What to work on: Write out exactly, with no other output, the lines below from the one that contains "locate granite cliff" through the end.

Data listing:
==================================================

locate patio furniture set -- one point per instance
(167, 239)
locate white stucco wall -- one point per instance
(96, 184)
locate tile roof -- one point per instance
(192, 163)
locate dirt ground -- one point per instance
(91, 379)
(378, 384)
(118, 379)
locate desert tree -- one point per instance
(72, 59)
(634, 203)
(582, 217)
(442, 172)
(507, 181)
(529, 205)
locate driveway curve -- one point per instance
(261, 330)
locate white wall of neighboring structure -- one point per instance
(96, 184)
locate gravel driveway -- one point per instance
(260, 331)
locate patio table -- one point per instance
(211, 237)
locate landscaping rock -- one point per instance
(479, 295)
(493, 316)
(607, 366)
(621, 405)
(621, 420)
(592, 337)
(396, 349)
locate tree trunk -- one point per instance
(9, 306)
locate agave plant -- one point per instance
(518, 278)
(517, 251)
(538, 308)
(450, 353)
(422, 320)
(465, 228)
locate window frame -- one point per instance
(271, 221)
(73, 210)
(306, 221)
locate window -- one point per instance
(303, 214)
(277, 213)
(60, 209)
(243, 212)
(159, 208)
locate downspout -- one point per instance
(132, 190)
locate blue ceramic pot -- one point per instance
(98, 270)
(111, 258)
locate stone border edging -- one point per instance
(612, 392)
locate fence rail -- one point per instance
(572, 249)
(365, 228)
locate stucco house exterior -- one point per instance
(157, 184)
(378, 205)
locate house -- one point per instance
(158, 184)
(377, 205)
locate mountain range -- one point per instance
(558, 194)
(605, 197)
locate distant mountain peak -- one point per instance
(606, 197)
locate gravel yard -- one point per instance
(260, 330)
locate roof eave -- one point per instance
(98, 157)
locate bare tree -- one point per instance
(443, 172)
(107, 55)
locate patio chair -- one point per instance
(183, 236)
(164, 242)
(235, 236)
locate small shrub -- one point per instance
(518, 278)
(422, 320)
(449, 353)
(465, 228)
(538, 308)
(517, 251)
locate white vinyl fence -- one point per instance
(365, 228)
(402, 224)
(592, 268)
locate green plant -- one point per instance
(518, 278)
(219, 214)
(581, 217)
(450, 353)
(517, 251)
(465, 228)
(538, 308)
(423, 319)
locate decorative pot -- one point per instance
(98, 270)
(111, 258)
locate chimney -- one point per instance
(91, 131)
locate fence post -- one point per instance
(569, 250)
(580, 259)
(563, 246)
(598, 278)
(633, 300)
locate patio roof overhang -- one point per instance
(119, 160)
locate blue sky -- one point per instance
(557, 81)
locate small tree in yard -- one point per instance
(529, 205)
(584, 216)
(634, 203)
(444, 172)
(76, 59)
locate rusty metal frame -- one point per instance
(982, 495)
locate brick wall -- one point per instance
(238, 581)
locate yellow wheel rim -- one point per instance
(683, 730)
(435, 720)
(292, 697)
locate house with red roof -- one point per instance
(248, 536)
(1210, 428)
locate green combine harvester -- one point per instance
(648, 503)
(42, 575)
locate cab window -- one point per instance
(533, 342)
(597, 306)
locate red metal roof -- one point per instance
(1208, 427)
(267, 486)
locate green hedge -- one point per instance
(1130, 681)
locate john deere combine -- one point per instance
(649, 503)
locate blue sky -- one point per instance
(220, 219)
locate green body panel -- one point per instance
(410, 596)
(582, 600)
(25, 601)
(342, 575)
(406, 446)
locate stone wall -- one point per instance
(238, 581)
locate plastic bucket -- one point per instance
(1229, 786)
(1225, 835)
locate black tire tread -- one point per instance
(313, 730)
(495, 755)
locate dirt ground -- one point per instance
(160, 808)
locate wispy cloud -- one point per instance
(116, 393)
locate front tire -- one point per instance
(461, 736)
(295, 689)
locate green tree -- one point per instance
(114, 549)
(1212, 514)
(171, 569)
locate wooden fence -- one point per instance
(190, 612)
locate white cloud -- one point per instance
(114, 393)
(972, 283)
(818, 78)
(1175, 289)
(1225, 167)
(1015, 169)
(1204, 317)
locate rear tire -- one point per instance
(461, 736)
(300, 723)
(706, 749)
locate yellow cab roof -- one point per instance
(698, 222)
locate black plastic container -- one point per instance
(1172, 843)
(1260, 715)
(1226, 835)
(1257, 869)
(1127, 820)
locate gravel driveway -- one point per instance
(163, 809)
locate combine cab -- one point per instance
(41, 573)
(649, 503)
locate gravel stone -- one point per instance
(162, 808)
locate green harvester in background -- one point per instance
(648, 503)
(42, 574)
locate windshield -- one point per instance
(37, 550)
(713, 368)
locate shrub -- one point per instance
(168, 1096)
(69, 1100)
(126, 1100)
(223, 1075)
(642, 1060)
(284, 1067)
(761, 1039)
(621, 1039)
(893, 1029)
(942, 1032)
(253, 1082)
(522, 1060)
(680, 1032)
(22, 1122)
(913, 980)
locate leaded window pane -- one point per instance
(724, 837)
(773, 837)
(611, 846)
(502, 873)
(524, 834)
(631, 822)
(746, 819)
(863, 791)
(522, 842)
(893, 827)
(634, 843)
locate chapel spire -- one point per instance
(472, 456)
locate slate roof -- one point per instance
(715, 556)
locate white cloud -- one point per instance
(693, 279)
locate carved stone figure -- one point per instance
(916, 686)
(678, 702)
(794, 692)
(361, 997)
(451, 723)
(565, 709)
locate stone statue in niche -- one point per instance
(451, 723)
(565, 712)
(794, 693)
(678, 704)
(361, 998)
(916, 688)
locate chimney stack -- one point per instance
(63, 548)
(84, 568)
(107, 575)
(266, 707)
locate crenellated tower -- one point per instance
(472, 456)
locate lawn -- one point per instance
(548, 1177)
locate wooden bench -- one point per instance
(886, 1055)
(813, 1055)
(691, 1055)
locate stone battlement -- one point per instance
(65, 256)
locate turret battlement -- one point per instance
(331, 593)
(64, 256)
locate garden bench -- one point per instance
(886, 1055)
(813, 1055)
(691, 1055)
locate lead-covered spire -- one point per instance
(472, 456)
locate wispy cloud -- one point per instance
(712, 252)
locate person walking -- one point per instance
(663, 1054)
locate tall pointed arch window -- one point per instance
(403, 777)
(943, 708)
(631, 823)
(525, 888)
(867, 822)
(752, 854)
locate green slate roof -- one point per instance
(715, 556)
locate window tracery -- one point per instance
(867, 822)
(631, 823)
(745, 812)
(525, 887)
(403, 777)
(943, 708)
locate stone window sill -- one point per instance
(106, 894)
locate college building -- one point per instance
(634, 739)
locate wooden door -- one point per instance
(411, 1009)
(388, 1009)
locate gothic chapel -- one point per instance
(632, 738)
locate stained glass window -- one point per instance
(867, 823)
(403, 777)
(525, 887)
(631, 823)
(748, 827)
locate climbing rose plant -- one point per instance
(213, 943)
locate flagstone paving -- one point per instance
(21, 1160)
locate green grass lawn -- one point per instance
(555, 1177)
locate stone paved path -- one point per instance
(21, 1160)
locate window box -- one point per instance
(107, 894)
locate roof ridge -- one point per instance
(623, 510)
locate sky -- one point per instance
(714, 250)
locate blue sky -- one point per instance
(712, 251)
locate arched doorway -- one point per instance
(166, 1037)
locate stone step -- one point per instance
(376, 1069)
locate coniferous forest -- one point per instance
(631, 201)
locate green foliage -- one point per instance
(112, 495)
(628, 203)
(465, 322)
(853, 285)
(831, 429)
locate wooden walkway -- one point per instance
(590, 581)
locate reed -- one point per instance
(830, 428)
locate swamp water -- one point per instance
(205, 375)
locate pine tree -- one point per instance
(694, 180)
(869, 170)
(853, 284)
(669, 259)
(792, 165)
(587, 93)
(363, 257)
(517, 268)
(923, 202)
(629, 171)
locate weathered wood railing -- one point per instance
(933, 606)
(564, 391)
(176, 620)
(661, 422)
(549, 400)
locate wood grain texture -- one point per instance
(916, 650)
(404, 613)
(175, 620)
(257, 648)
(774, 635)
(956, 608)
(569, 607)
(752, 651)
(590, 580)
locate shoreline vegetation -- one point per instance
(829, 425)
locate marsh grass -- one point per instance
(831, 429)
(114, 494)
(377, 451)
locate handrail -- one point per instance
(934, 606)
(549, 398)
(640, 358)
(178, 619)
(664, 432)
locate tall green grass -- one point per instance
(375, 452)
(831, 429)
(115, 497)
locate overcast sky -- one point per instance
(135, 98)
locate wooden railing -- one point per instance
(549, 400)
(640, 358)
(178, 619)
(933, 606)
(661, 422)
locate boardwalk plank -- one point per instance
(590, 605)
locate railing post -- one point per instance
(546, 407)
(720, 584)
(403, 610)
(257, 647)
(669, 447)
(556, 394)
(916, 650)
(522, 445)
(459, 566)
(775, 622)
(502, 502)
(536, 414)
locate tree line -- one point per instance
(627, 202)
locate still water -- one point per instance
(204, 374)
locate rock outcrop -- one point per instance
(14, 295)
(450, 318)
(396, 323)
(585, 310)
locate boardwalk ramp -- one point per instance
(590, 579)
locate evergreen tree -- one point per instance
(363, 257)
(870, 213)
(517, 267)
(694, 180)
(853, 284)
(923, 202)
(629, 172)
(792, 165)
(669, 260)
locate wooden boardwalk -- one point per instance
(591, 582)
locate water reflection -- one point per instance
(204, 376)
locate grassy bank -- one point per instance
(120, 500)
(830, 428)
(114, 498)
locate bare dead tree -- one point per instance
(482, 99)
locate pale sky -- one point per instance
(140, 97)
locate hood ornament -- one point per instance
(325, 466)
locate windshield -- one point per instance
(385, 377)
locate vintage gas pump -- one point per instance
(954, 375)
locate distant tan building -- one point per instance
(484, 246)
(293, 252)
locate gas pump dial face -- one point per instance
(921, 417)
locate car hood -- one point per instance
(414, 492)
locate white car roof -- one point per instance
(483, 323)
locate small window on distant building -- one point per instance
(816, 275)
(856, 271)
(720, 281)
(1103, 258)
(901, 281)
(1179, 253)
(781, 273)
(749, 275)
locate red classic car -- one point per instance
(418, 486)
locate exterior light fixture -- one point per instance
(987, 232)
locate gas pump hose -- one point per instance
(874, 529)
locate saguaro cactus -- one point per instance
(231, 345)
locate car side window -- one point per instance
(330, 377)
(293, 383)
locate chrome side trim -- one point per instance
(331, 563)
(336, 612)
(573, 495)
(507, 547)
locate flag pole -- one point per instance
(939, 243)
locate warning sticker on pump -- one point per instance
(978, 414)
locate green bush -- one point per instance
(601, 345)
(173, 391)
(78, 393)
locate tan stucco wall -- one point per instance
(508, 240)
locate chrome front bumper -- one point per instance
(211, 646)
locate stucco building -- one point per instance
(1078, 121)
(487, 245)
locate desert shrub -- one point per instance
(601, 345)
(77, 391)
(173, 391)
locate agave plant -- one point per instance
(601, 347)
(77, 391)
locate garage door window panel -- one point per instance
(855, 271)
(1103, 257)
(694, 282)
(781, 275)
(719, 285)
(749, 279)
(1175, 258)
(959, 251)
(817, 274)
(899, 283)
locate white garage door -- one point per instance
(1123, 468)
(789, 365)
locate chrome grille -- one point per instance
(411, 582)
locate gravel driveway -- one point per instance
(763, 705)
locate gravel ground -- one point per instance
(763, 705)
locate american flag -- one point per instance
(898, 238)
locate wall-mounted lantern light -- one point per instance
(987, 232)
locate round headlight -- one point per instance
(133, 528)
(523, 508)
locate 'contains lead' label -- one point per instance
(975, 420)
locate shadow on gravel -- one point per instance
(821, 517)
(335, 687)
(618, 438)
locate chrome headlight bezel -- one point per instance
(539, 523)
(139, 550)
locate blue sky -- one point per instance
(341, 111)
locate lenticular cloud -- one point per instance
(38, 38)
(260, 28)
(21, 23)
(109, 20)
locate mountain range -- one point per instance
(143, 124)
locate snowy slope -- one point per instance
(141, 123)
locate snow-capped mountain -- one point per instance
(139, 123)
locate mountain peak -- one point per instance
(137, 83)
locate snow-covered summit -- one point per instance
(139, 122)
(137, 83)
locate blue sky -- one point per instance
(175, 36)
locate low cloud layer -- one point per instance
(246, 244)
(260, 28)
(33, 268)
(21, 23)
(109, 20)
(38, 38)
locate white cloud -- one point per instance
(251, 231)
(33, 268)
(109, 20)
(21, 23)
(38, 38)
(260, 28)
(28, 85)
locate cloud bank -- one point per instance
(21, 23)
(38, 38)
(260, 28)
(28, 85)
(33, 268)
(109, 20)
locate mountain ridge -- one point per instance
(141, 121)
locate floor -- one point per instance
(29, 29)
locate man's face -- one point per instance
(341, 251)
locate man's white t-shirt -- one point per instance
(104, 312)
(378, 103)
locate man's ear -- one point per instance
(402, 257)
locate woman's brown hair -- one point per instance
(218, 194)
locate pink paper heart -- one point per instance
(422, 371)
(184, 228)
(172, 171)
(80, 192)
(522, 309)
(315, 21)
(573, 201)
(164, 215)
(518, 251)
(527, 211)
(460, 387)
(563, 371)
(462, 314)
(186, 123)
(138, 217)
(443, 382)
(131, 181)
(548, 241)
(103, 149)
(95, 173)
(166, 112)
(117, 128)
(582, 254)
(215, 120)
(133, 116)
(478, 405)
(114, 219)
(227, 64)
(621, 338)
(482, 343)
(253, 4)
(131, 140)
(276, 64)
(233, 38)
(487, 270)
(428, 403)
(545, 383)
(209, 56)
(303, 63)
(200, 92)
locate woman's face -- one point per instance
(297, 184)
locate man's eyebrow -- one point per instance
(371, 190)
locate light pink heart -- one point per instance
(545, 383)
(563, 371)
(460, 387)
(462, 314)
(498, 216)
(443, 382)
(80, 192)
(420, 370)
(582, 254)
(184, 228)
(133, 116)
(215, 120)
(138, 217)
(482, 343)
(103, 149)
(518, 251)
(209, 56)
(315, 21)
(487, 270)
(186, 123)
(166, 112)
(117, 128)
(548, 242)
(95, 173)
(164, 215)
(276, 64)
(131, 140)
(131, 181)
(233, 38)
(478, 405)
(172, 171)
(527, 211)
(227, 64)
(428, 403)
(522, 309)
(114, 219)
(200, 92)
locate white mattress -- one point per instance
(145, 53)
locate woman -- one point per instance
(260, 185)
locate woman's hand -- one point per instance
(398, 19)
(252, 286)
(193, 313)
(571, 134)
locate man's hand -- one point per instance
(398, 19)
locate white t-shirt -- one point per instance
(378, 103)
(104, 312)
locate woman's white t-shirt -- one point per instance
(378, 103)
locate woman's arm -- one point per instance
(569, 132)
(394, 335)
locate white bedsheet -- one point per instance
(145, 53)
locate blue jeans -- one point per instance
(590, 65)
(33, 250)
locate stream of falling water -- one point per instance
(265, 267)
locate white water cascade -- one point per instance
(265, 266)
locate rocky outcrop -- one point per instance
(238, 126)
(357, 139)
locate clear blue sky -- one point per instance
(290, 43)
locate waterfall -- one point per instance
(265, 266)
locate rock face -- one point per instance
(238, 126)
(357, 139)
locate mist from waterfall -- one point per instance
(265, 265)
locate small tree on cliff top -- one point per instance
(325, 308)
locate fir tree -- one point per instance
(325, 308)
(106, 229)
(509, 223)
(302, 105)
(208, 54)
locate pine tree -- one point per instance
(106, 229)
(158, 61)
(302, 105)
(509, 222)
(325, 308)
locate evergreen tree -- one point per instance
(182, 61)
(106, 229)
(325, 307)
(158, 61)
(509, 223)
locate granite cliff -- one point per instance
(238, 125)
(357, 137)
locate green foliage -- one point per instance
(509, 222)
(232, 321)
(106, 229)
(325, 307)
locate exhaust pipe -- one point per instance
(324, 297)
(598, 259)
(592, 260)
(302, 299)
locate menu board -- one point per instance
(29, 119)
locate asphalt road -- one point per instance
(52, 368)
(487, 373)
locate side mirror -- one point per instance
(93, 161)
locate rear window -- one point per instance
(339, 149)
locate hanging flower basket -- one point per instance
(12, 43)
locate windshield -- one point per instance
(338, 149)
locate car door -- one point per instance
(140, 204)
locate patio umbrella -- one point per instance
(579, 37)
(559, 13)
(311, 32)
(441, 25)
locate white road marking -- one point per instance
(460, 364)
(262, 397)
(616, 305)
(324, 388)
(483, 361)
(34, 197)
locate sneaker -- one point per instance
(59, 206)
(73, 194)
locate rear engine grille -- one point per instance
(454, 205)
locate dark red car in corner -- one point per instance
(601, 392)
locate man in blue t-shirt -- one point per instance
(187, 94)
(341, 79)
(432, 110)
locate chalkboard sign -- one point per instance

==================================================

Solution for this exercise:
locate granite cliff -- one point per instance
(238, 125)
(357, 137)
locate green foliage -- one point per instance
(509, 222)
(232, 321)
(106, 229)
(325, 307)
locate exhaust pipe -- one point per instance
(324, 297)
(598, 259)
(592, 260)
(302, 299)
locate menu board -- one point per instance
(29, 119)
locate asphalt road -- one point per instance
(52, 368)
(487, 373)
locate side mirror -- one point per instance
(93, 161)
locate rear window -- one point per instance
(339, 149)
locate hanging flower basket -- one point per instance
(12, 43)
locate windshield -- one point per instance
(338, 149)
locate car door -- one point per instance
(140, 204)
locate patio umbrella -- one point per instance
(579, 37)
(559, 13)
(311, 32)
(441, 25)
locate white road marking -- one point per instance
(460, 364)
(262, 397)
(616, 305)
(324, 388)
(483, 361)
(34, 197)
locate sneaker -- one point per instance
(59, 206)
(73, 194)
locate rear engine grille -- one point per instance
(454, 205)
locate dark red car in corner -- one point per instance
(601, 392)
locate man in blue t-shirt -- one point per instance
(187, 94)
(341, 79)
(432, 110)
locate chalkboard sign -- one point per instance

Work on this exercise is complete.